_SOURCE PASSAGE_:
+ + + + +
An Australian court has allowed a family to pursue surgery for their five-year-old intersex child. From The Australian:

The child, known as Carla, was born with ambiguous genitalia. Doctors at first thought the infant was female but tests revealed that while Carla had no female reproductive organs, male gonads were tucked inside her body. Her genitals resembled that of a female.

Such babies were once, and often erroneously, called hermaphrodites but are today more commonly known as intersex. For much of the 20th century parents were encouraged to assign a gender to them, and then opt for surgery. This approach is today rejected by many in the emerging intersex community, who argue against “medically unnecessary surgery” on children.

Carla’s case was decided by Family Court judge Colin Forrest in January, whose reasons were initially reserved but have now been published. Carla was born with the “external appearance of a female child” but when her mother ­noticed swelling around the vulva, more tests were done, ­revealing that she was “genetically male”. “Her loving parents, after ­obtaining expert medical advice and support, determined to rear her as a female,” the judgment says.

They opted for surgery to ­“enhance the appearance of her female genitals” while she was still an infant. Then, when Carla turned five, they decided to clarify whether they needed to seek a judge’s permission for more complex surgery, including the ­removal of gonads.

The court determined that the parents were well within their rights to pursue surgery for Carla, and did not have to consult the court. The court heard that Carla “enjoys toys and colours that are stereotypically female, for example, having pink curtains, a Barbie bedspread and campervan, necklaces, lip gloss and ‘fairy stations’”.
+ + + + +
_MATERIAL PROVIDED_:
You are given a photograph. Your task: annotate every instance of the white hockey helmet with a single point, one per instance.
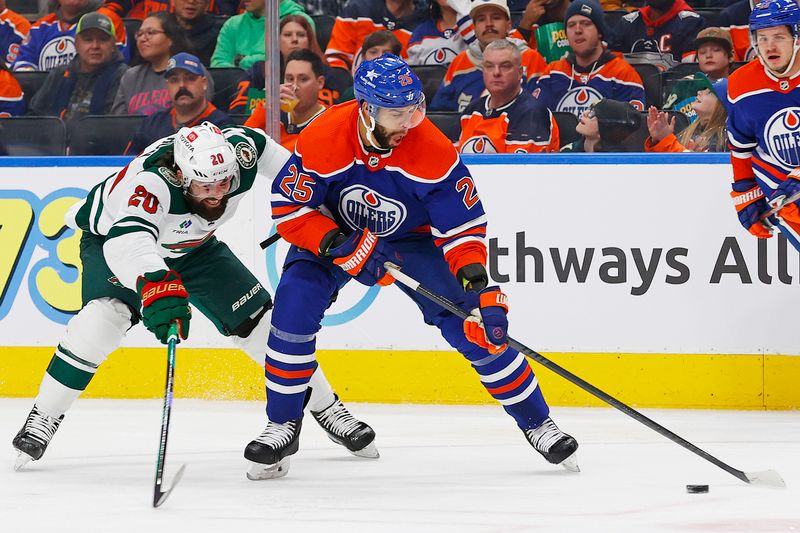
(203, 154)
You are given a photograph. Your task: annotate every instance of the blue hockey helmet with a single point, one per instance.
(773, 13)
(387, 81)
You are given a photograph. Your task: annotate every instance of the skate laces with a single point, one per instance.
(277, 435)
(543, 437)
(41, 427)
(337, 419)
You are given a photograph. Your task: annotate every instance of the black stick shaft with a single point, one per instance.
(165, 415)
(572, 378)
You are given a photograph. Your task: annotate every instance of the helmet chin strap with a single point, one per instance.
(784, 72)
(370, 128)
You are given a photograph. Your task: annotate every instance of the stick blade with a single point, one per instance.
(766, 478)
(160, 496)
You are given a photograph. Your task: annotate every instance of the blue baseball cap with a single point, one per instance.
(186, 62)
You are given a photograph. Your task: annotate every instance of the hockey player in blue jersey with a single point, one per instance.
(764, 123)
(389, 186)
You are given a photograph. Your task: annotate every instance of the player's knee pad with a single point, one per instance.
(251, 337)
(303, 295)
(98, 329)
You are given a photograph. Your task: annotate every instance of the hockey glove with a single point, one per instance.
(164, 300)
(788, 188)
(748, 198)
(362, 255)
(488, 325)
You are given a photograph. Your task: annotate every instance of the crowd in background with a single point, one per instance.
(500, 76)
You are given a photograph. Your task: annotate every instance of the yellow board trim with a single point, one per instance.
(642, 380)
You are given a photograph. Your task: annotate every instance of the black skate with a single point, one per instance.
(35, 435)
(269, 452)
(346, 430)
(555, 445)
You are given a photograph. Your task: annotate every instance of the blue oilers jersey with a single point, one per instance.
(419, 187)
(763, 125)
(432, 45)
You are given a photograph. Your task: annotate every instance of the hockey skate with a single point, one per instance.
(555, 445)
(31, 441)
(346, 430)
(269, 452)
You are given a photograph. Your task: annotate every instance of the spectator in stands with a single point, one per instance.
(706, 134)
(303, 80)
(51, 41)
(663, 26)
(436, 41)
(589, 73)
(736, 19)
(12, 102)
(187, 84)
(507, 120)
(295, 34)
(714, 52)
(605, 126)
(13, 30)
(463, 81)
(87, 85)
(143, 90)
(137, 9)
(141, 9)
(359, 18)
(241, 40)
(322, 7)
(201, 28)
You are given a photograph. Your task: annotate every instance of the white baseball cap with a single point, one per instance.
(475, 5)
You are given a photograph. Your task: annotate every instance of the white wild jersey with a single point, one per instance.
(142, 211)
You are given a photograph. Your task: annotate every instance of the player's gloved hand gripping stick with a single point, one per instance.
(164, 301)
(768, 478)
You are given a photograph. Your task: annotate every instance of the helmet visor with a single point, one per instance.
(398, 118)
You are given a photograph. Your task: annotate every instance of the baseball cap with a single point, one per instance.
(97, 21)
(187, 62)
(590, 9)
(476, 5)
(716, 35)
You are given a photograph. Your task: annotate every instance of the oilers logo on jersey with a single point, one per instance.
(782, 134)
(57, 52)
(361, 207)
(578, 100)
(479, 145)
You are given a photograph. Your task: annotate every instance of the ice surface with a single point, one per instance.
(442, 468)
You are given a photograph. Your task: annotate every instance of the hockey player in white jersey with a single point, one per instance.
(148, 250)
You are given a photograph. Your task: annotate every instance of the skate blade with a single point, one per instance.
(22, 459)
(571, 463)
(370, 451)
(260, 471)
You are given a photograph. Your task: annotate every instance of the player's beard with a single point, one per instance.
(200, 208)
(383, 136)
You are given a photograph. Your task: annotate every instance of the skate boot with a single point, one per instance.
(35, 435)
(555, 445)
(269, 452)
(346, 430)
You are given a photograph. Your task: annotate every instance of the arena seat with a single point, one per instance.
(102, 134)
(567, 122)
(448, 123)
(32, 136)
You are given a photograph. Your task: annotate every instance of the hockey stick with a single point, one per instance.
+ + + + +
_ACTIVITY 1_: In the article about Carla's case, which judge decided it?
_ACTIVITY 2_: Rewrite the paragraph of the article about Carla's case that begins "Carla’s case was decided by" in a shorter form, keeping its main facts.
_ACTIVITY 3_: For each statement, say whether it agrees with the article about Carla's case, answering yes or no and quoting the words of the article that decide it. (a) Carla's parents had to get the court's permission for further surgery. (b) Tests showed that Carla had no female reproductive organs. (c) Carla's first surgery took place when she was five.
The data is not needed for any of this.

_WRITTEN REPLY 1_: Family Court judge Colin Forrest decided it, in January.

_WRITTEN REPLY 2_: Family Court judge Colin Forrest decided Carla's case in January, and his reasons, first reserved, have now been published. Carla looked female at birth, but tests done after her mother noticed swelling around the vulva showed she was "genetically male." Following expert medical advice, her parents chose to raise her as a girl.

_WRITTEN REPLY 3_:
(a) No: "did not have to consult the court."
(b) Yes: "while Carla had no female reproductive organs, male gonads were tucked inside her body."
(c) No: "while she was still an infant."